[Stored dataset items]:
-=-=-=-=-

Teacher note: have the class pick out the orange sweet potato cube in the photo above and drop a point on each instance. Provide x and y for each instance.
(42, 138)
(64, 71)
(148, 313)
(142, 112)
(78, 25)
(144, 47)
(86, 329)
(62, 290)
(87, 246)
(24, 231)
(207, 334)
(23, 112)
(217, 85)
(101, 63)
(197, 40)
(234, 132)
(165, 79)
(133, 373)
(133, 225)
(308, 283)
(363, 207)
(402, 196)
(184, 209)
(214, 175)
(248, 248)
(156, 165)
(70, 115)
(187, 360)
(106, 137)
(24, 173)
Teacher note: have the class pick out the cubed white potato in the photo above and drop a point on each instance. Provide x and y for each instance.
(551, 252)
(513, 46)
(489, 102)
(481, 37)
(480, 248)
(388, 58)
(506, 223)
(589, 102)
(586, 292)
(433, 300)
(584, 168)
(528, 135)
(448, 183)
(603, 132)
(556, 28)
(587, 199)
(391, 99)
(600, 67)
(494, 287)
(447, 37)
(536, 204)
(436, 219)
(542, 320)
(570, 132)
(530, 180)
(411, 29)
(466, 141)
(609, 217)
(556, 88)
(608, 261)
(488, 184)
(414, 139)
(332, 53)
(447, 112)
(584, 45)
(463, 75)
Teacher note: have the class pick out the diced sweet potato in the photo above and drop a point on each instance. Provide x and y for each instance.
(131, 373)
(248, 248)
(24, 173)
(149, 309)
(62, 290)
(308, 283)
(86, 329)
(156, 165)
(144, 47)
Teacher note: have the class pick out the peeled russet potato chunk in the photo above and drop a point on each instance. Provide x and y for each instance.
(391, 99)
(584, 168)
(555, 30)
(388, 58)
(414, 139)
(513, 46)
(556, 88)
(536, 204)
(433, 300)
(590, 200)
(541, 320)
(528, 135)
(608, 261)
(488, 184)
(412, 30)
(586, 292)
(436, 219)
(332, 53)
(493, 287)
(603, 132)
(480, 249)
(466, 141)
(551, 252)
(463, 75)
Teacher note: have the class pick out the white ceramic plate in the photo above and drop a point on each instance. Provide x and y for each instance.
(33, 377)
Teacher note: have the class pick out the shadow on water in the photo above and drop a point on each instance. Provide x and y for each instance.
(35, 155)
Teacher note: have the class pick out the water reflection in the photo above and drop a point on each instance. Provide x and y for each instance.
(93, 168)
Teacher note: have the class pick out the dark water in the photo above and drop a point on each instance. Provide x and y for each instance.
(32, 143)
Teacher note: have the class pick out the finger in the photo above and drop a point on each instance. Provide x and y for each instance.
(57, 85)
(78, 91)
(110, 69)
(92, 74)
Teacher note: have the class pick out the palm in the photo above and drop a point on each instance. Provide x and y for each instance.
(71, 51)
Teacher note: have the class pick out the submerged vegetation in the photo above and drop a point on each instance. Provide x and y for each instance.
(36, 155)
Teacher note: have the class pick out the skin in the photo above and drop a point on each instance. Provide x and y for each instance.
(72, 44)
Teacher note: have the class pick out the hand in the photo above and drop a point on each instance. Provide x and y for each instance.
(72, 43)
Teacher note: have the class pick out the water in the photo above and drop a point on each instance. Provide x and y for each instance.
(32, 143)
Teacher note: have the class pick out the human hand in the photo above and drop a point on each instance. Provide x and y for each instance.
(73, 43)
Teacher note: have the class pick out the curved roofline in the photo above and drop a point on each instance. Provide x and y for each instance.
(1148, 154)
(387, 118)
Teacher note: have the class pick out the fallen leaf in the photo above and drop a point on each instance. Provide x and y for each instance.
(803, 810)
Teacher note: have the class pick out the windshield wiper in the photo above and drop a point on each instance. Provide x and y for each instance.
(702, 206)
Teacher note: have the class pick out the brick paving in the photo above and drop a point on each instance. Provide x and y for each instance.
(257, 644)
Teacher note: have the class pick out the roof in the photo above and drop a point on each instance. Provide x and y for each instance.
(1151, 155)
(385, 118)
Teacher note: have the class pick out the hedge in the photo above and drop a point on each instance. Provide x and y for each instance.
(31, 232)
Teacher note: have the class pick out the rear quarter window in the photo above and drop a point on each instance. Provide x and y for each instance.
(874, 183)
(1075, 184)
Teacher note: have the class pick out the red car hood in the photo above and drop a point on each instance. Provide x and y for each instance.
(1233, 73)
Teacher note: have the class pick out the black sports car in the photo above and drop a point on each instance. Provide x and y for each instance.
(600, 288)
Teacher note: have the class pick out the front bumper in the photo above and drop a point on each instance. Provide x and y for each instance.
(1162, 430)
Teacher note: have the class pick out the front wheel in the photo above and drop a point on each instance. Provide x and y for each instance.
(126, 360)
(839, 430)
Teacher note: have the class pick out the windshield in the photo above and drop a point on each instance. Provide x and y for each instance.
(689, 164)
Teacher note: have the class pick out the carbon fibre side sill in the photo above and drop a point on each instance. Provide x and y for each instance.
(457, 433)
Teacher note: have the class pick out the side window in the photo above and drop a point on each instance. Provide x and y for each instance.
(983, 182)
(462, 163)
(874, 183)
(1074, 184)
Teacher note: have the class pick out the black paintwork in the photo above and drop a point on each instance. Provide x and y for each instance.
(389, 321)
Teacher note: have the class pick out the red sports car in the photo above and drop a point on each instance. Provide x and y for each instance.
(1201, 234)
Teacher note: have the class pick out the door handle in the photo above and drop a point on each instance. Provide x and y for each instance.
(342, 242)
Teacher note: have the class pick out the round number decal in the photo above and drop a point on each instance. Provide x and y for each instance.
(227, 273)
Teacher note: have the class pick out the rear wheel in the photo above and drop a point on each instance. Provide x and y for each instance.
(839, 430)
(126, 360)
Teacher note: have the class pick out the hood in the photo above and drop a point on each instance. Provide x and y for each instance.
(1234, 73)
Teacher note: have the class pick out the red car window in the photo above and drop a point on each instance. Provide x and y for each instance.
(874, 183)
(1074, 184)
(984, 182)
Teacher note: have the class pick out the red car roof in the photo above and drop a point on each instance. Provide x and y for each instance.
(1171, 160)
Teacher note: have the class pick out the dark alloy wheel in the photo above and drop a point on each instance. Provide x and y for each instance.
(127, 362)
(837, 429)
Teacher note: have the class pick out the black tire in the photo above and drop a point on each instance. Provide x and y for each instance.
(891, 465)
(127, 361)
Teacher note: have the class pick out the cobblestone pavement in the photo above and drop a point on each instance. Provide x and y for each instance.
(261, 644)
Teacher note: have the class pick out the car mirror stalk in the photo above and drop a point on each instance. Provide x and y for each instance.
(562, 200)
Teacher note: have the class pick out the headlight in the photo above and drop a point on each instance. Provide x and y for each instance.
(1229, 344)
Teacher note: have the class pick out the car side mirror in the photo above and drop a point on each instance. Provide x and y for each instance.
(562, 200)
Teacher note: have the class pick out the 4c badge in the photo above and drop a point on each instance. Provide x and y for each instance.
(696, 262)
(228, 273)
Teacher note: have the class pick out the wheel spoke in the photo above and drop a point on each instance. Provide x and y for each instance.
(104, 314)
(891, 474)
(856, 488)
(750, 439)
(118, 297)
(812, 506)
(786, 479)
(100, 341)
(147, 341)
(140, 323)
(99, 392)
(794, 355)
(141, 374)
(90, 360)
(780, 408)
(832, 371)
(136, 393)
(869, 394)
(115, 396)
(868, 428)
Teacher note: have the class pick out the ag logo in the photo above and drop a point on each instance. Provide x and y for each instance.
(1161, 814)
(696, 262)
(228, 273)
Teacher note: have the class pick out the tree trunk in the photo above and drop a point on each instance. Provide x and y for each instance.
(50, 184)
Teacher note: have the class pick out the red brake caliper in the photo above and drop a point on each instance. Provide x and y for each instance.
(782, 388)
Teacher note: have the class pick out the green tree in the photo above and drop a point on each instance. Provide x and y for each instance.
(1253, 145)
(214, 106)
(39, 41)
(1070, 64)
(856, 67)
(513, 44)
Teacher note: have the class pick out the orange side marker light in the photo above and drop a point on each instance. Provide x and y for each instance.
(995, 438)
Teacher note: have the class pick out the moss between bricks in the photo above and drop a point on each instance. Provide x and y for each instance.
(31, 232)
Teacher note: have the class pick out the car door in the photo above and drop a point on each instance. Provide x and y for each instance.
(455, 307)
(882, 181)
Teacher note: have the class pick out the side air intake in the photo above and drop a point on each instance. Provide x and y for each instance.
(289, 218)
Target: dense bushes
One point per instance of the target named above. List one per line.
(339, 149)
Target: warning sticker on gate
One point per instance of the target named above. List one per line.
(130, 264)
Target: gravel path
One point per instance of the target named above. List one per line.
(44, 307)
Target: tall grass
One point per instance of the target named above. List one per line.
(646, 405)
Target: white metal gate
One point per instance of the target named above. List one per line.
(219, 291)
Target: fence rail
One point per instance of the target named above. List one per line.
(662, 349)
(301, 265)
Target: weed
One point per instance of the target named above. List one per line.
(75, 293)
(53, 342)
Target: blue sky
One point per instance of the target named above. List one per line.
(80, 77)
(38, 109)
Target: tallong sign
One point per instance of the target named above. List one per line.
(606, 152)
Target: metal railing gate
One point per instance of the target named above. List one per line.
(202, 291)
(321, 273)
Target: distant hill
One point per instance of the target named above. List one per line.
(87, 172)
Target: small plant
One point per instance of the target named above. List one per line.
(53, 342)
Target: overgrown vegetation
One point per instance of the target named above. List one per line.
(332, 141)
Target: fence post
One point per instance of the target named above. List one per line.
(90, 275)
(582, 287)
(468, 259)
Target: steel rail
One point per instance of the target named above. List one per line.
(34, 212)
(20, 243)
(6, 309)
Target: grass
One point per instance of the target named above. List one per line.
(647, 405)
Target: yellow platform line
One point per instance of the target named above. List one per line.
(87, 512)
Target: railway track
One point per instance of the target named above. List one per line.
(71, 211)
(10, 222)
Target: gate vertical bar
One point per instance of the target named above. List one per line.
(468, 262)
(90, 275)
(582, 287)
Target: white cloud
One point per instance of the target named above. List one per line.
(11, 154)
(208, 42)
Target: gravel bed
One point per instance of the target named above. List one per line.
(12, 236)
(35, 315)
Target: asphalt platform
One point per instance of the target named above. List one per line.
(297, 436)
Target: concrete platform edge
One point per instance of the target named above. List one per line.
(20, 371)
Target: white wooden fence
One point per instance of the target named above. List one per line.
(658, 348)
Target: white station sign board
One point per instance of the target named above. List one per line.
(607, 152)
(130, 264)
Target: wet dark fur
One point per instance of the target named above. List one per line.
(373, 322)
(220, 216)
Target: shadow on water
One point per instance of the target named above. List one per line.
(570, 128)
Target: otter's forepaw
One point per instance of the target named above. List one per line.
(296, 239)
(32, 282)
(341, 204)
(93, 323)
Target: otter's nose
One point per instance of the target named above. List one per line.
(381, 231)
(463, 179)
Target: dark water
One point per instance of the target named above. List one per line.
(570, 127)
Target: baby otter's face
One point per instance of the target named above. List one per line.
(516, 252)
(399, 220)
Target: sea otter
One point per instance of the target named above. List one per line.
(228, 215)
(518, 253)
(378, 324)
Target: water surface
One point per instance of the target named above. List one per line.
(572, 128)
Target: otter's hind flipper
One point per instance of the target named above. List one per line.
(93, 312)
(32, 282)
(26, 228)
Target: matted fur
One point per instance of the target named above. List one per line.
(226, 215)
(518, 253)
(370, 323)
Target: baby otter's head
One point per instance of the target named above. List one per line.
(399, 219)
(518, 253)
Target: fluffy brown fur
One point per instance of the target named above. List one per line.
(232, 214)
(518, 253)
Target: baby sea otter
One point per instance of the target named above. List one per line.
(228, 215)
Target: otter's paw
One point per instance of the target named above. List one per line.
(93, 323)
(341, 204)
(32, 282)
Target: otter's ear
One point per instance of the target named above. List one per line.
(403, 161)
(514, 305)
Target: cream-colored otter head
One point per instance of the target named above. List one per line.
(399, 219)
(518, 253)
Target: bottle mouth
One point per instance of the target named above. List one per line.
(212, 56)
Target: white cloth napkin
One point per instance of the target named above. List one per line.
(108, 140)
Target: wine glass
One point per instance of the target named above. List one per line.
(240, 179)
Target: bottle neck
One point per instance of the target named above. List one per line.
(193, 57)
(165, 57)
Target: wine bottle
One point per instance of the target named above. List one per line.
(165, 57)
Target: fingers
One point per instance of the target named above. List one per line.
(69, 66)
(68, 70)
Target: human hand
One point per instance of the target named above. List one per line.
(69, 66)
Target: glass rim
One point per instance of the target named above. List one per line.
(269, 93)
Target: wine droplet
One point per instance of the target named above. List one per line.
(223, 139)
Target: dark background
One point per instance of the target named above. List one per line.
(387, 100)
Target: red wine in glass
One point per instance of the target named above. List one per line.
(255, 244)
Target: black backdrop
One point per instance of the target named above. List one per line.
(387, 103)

-=-=-=-=-

[EXERCISE PROMPT]: Copy every line where the word "sign" is present in the entries above.

[WRITTEN SOLUTION]:
Target: tallong sign
Target: white station sign board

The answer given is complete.